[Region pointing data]
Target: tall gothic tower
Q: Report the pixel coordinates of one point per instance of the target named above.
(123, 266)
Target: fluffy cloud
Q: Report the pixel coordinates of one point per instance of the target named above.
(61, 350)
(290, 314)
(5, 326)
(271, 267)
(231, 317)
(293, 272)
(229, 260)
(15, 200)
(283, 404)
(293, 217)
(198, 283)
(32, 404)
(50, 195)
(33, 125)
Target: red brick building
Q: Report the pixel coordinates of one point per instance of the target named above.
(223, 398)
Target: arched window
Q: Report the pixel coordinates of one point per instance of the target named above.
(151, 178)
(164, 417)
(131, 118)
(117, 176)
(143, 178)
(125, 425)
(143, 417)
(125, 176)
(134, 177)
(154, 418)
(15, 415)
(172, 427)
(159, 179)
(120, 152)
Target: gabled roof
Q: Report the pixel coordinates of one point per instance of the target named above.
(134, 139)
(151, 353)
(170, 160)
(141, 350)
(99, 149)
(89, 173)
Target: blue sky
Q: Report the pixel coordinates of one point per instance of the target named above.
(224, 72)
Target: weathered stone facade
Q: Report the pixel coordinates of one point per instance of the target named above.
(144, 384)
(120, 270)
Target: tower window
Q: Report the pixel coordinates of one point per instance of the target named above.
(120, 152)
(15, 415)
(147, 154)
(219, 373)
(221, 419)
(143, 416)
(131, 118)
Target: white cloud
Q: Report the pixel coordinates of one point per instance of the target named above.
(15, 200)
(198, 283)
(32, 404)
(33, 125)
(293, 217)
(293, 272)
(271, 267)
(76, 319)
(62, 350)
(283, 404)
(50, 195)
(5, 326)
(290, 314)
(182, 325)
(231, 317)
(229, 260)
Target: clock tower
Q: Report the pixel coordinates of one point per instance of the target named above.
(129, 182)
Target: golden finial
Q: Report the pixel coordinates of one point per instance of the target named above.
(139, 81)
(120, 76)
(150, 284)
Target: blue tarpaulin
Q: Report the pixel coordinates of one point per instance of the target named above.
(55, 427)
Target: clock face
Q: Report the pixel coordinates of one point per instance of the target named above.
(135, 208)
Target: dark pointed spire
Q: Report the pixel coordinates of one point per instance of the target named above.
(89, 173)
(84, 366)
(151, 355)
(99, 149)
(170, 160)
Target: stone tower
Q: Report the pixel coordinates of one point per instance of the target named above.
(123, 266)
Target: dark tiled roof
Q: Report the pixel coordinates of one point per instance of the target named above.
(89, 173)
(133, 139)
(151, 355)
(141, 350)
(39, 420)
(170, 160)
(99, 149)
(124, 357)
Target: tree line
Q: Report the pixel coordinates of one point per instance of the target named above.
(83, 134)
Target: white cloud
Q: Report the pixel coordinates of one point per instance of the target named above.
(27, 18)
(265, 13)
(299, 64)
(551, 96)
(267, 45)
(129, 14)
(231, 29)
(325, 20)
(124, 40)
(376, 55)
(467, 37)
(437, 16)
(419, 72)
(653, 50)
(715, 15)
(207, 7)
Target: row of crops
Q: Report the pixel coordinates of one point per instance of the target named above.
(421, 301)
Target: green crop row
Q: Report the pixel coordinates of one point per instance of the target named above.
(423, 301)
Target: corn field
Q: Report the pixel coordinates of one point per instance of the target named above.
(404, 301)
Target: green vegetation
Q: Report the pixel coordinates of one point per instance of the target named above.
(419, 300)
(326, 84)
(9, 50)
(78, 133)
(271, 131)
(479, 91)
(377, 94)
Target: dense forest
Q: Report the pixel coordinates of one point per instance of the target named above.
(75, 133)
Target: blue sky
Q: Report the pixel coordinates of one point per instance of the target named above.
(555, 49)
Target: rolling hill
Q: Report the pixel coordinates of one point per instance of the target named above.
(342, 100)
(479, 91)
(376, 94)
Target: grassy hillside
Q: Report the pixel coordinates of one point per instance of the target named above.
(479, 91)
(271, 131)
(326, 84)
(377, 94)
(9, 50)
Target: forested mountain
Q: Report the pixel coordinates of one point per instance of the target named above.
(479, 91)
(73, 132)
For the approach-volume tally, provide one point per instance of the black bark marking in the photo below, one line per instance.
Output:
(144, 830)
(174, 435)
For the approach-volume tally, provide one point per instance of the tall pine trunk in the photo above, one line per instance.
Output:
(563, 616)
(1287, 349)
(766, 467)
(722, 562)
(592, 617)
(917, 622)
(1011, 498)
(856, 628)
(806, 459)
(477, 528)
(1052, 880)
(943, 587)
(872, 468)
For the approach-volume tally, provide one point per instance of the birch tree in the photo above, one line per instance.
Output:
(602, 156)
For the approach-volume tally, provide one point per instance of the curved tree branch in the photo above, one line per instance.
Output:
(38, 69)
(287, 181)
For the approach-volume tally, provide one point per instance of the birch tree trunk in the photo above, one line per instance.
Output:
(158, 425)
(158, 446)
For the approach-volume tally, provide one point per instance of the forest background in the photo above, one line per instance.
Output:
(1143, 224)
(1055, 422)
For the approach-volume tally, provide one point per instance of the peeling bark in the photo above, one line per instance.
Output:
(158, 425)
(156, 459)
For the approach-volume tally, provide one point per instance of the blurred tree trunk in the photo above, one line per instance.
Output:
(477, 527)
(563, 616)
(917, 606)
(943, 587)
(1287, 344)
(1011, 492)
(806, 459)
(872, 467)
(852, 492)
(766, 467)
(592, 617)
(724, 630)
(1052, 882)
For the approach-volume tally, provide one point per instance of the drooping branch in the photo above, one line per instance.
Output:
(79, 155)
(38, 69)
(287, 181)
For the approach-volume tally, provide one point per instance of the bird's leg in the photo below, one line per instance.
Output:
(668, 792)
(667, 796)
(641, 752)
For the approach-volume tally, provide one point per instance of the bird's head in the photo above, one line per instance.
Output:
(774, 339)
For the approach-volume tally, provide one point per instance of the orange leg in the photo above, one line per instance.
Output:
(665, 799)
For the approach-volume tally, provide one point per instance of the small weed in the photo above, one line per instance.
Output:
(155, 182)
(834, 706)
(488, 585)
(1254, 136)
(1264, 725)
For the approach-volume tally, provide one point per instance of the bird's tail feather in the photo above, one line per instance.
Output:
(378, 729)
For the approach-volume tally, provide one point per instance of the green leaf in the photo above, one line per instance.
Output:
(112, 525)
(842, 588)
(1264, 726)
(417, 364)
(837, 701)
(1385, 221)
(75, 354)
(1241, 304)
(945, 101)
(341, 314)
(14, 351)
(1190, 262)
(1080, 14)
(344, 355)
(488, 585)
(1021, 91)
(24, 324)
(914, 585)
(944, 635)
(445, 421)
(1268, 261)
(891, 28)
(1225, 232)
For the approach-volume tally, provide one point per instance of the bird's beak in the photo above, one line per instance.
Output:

→ Task brief:
Copy the data above in full, character for character.

→ Exercise answer:
Target: tall gothic tower
Q: Report the pixel coordinates of one point per instance of the target named above.
(123, 266)
Target: fluffy cloud
Q: Report the pixel coordinates of one point per instance of the target named above.
(61, 350)
(290, 314)
(5, 326)
(271, 267)
(231, 317)
(293, 272)
(229, 260)
(15, 200)
(283, 404)
(293, 217)
(198, 283)
(32, 404)
(50, 195)
(33, 125)
Target: red brick building
Q: Report the pixel coordinates of one point per instance of the target named above.
(223, 398)
Target: arched window
Q: Report the pixel coordinates of one point per instance of the target named above.
(151, 178)
(164, 417)
(131, 118)
(117, 176)
(143, 178)
(125, 425)
(143, 417)
(125, 176)
(134, 177)
(154, 418)
(15, 415)
(172, 427)
(159, 179)
(120, 152)
Target: gabled roof
Q: Report the pixel coordinates of one point per instance of the target named above.
(134, 139)
(151, 353)
(170, 160)
(141, 350)
(99, 149)
(89, 173)
Target: blue sky
Q: Report the pixel coordinates of one point per instance of the target named above.
(224, 72)
Target: weathered stone facade
Q: Report the pixel coordinates of one point per instance of the target named above.
(144, 384)
(120, 270)
Target: tower window
Q: Report the pixel coordinates of one point per instance of the target named above.
(120, 152)
(15, 415)
(147, 154)
(219, 373)
(221, 419)
(143, 416)
(131, 118)
Target: white cloud
Q: Report the pixel coordinates of one point per instance of the target named above.
(15, 200)
(198, 283)
(32, 404)
(33, 125)
(293, 217)
(293, 272)
(271, 267)
(76, 319)
(62, 350)
(283, 404)
(50, 195)
(5, 326)
(290, 314)
(182, 325)
(231, 317)
(229, 260)
Target: clock tower
Q: Report the pixel coordinates of one point per instance of the target named above.
(129, 182)
Target: golden finial
Q: Report the pixel coordinates of one point per instance of the target named above.
(139, 81)
(120, 76)
(150, 284)
Target: blue tarpaulin
Q: Report the pixel coordinates of one point per instance of the target named above.
(55, 427)
Target: clock face
Q: Report the pixel coordinates of one point per instance of the target named above.
(135, 208)
Target: dark pointed spire
Q: Report the pixel coordinates of one point per instance of the target named above.
(89, 173)
(84, 366)
(151, 355)
(99, 149)
(170, 160)
Target: stone tower
Q: Report the pixel coordinates of one point per instance of the target named above.
(123, 266)
Target: dark tiled roof
Q: Report the pixel coordinates of one point per instance of the target named above.
(89, 173)
(133, 139)
(151, 355)
(141, 350)
(39, 420)
(170, 160)
(99, 149)
(124, 357)
Target: tree line
Q: Report the pixel coordinates of one point per instance of the target named above.
(83, 134)
Target: white cloud
Q: Report the pixel coordinates of one point per instance of the target named above.
(27, 18)
(265, 13)
(299, 64)
(551, 96)
(267, 45)
(129, 14)
(231, 29)
(325, 20)
(124, 40)
(376, 55)
(467, 37)
(437, 16)
(419, 72)
(653, 50)
(715, 15)
(207, 7)
Target: row of crops
Q: Report the pixel coordinates of one point per instance of the target named above.
(421, 301)
Target: green crop row
Q: Report the pixel coordinates of one point per instance of the target named above.
(423, 301)
Target: corn field
Q: Report the pixel coordinates of one point per instance of the target named above.
(404, 301)
Target: green vegetation
Q: Report the pixel coordinates of one point per instance of the target named above.
(419, 300)
(326, 84)
(9, 50)
(78, 133)
(271, 131)
(479, 91)
(377, 94)
Target: dense forest
Q: Report the pixel coordinates of one point per instance of the target named above.
(75, 133)
Target: blue sky
Q: Report the pixel coordinates of one point per instance of the target named above.
(555, 49)
Target: rolling hill
Q: Report the pixel coordinates of one point per instance of the target named above.
(342, 100)
(479, 91)
(376, 94)
Target: grassy hillside
Q: Report the pixel coordinates of one point per instance of the target named above.
(479, 91)
(271, 131)
(326, 84)
(377, 94)
(9, 50)
Target: forested mountain
Q: Report the pixel coordinates of one point per instance of the target named above.
(479, 91)
(73, 132)
For the approach-volume tally, provide one point per instance of the black bark marking in the photo below, one line per instance.
Output:
(144, 830)
(174, 435)
For the approach-volume tally, provide one point per instance of the tall pine trunk in the photo above, one line per instance.
Output:
(563, 616)
(1287, 349)
(766, 467)
(722, 562)
(592, 617)
(917, 622)
(1011, 498)
(856, 628)
(806, 459)
(477, 528)
(1052, 880)
(943, 587)
(872, 468)
For the approach-volume tally, provide one point per instance of the birch tree in the photo above, one line per instance.
Output:
(602, 156)
For the approach-volume tally, provide one point per instance of the curved tree branch in the photo above, one line per instance.
Output:
(38, 69)
(287, 181)
For the approach-volume tally, provide one point per instance of the birch tree trunk in the photo above, one line per instance.
Output:
(158, 425)
(158, 446)
For the approach-volume tally, provide one point per instance of the forest background in the photo above, one line per instance.
Output:
(1143, 224)
(1055, 422)
For the approach-volume tally, provide one point per instance of the peeling bark in the photo above, one line per instance.
Output:
(158, 425)
(156, 459)
For the approach-volume tally, provide one point per instance of the blurred tree trunk in the photo above, one line per instance.
Output:
(477, 527)
(563, 616)
(917, 606)
(943, 587)
(1287, 344)
(1011, 492)
(806, 459)
(872, 467)
(852, 492)
(766, 467)
(592, 617)
(724, 630)
(1052, 882)
For the approach-volume tally, provide one point per instance of the drooping branch in the photo above, one line per instance.
Output:
(79, 155)
(38, 69)
(287, 181)
For the approach-volume tally, provide one point per instance of the bird's leg in the photo below, one line per instance.
Output:
(668, 792)
(667, 796)
(641, 752)
For the approach-volume tally, provide one point per instance of the bird's head in the photo above, one line per instance.
Output:
(774, 339)
For the approach-volume tally, provide one point per instance of the orange leg in the photo above, one line per instance.
Output:
(665, 799)
For the approach-volume tally, provide one point per instance of the small weed in the photo above, one line per instance.
Output:
(155, 182)
(834, 706)
(488, 585)
(1254, 136)
(1264, 725)
For the approach-volume tally, provide one point per instance of the bird's tail feather in the photo above, one line per instance.
Output:
(378, 729)
For the approach-volume tally, provide one point per instance of the green leaf in the photo above, one line per instance.
Output:
(112, 525)
(842, 588)
(1264, 726)
(417, 364)
(837, 701)
(1385, 221)
(75, 354)
(1241, 304)
(945, 101)
(341, 314)
(14, 351)
(1190, 262)
(1080, 14)
(344, 355)
(488, 585)
(1021, 91)
(24, 324)
(914, 585)
(944, 635)
(445, 421)
(1268, 261)
(891, 28)
(1225, 232)
For the approach-volume tally, provide one point per instance of the bird's beak in the photo above, one line per instance.
Output:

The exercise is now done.